# To do:
Look for the string "purple" in the data below, and copy each line that holds it.
┌──
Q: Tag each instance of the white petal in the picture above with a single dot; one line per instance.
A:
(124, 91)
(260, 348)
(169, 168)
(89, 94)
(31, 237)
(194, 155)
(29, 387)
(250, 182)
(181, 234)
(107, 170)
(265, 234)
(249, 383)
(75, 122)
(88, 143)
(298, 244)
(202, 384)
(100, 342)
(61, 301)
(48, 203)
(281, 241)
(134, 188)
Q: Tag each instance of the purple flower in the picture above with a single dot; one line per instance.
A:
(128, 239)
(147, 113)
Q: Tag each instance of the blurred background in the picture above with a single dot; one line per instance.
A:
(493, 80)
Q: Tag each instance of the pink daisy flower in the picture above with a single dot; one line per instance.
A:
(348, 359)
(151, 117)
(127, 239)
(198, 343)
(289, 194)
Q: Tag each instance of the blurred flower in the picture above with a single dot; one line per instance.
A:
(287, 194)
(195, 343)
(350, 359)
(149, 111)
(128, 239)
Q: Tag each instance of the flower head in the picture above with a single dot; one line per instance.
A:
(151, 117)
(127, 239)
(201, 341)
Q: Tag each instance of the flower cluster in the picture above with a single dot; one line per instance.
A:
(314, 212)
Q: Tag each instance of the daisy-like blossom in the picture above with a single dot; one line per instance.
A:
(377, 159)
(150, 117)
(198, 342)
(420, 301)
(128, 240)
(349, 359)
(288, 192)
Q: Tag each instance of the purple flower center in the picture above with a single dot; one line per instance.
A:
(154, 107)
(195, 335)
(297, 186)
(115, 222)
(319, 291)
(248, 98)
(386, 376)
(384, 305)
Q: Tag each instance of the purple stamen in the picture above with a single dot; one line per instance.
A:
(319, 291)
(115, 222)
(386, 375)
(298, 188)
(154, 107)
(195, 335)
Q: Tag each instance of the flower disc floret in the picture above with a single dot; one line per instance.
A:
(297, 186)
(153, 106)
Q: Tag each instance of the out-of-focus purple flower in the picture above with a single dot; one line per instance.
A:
└──
# The completed task:
Q: Tag each instance of the purple flower in the picture above with a single dot; one line per instance.
Q: Tag each instance of the purple flower center in the picture above with a single dot; one line per instance.
Q: Tag each instance of the purple stamen in the picture above with a single dot; one line per instance.
Q: Tag each instance of the out-of-focus purple flower in the picture above with a single dot; one line per instance.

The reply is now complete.